| WHAT IS REQUIRED |
Make an exact copy of all the data.

| MATERIAL FOR THIS EXERCISE |

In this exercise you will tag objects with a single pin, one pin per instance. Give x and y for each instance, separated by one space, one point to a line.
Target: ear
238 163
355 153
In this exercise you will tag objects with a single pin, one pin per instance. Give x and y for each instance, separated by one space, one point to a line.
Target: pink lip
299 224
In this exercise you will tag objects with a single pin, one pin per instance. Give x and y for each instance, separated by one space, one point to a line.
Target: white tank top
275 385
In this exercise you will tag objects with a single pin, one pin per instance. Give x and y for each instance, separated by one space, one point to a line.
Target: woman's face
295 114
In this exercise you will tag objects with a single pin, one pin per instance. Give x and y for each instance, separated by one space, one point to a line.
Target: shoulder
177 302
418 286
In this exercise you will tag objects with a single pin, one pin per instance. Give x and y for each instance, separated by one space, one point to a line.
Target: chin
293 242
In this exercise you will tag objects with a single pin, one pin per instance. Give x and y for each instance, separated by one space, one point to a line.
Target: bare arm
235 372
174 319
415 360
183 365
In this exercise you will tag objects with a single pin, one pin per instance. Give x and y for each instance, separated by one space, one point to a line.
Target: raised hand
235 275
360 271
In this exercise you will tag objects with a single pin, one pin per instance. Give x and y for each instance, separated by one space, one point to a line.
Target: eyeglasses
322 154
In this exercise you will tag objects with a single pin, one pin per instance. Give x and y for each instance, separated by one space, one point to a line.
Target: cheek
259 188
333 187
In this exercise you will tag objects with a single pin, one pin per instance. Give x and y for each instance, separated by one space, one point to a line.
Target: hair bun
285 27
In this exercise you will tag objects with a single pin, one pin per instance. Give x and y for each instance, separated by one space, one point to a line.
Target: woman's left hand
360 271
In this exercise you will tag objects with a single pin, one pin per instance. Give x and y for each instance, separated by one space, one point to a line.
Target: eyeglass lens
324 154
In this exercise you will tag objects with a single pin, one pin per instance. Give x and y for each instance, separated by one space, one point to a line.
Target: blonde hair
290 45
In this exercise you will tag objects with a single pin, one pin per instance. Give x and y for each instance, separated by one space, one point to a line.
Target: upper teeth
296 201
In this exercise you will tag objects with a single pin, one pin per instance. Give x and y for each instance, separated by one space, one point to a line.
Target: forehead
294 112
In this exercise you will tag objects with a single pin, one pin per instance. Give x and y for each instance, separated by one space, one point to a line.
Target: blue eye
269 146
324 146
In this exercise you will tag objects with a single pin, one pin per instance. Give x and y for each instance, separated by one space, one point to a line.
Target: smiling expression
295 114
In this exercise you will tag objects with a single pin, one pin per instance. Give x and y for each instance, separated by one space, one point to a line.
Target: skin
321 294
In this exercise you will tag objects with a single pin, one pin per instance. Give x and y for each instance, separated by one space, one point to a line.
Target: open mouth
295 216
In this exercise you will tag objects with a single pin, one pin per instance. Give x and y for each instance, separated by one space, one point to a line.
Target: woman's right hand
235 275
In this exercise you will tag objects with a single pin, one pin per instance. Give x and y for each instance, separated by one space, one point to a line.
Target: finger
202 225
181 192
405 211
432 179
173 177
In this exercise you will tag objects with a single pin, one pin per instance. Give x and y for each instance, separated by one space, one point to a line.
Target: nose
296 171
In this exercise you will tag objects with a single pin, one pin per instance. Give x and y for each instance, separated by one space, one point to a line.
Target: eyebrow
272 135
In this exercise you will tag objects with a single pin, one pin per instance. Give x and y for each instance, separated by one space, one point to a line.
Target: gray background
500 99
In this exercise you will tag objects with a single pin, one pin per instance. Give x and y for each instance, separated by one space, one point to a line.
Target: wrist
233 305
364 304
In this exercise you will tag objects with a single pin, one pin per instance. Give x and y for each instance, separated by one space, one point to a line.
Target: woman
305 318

| EXERCISE SOLUTION |
In this exercise you will tag objects with a single pin, one pin per instance. Give x and y for each instance, separated by one space, one point to a line.
Target: ear
238 163
355 153
In this exercise you will tag objects with a single pin, one pin per instance. Give x and y for each instance, separated by one space, one point to a line.
Target: pink lip
299 224
In this exercise you will tag objects with a single pin, one pin per instance. Give x and y for each instance, separated by one space, one point to a line.
Target: white tank top
275 385
In this exercise you will tag objects with a single pin, one pin per instance. Give x and y for each instance, separated by one space, one point to a line.
Target: woman's face
295 114
In this exercise you will tag objects with a single pin, one pin per instance. Give x and y for each instance, separated by one space, one point to a line.
Target: shoulder
177 302
418 286
In this exercise you will tag objects with a single pin, one pin per instance. Give x and y for each instance, separated by one space, one point to a line.
Target: chin
293 242
In this exercise you will tag objects with a single pin, one pin per instance. Give x and y for each instance, separated by one space, one point to a line.
Target: bare arm
235 372
174 319
415 360
183 365
In this exercise you will tag objects with a single pin, one pin per instance. Give x and y for each instance, separated by one space, one point to a line.
Target: raised hand
235 275
360 271
In this exercise you will tag objects with a single pin, one pin per instance. Give x and y for each instance, separated by one space, one point to a line.
Target: eyeglasses
322 154
In this exercise you will tag objects with a single pin, one pin per instance. Give x and y for each instance, separated by one space, one point to a line.
Target: cheek
259 188
333 187
In this exercise you will tag objects with a single pin, one pin per instance. Give x and y for each instance, separated by one space, one point to a line.
Target: hair bun
285 27
In this exercise you will tag objects with a single pin, one pin per instance. Give x and y for each instance, separated by one space, one point to a line.
Target: woman's left hand
360 271
In this exercise you will tag objects with a single pin, one pin per instance. Give x and y for each instance, separated by one space, one point to a line.
Target: eyeglass lens
324 154
In this exercise you will tag objects with a single pin, one pin per instance. Give x and y for each instance, separated by one space, one point to a line.
Target: blonde hair
290 45
In this exercise you will tag objects with a single pin, one pin per instance. Give x and y for each instance, separated by one space, one point to a line.
Target: upper teeth
296 201
In this exercise you will tag objects with a single pin, one pin per instance. Give x and y for each instance, separated by one space, one point to a line.
Target: forehead
294 112
In this exercise you will tag objects with a single pin, one pin per instance. Give x and y for each instance, separated by one space, one point to a line.
Target: blue eye
269 146
324 146
In this exercise you will tag objects with a single pin, one pin per instance. Give x and y for each instance, separated by one space, one point to a line.
Target: smiling expression
295 114
In this exercise you will tag objects with a single pin, one pin per instance. Give x and y for each instance, separated by one space, one point to a line.
Target: skin
321 294
In this exercise you will tag objects with a single pin, one pin per instance. Give x and y for each instance, separated by one space, one point to a line.
Target: open mouth
295 216
In this exercise you will tag objects with a single pin, one pin per instance. Give x and y for each instance, separated by one space, one point to a line.
Target: woman's right hand
235 275
In this exercise you will tag objects with a single pin, one pin per instance. Give x and y for each instance, separated by one space, one point to a line.
Target: finger
202 225
181 192
405 211
432 179
173 177
In this exercise you will tag objects with a single pin, one pin per instance. Give x and y for each instance, separated by one space, one point to a line.
Target: nose
296 171
In this exercise you will tag objects with a single pin, one pin per instance. Give x and y for each instance, separated by one space, one point to a line.
Target: eyebrow
272 135
In this exercise you will tag objects with a single pin, one pin per instance. Give x and y for each instance, separated by one space, one point to a line.
Target: gray background
500 99
In this exercise you will tag objects with a single pin, one pin per instance. Give x and y for each instance, separated by one space, one point to a line.
Target: wrist
233 305
364 304
In this exercise you will tag objects with a single pin, one pin per instance. Give x and y for each instance, separated by one space, one point to a line.
Target: woman
305 318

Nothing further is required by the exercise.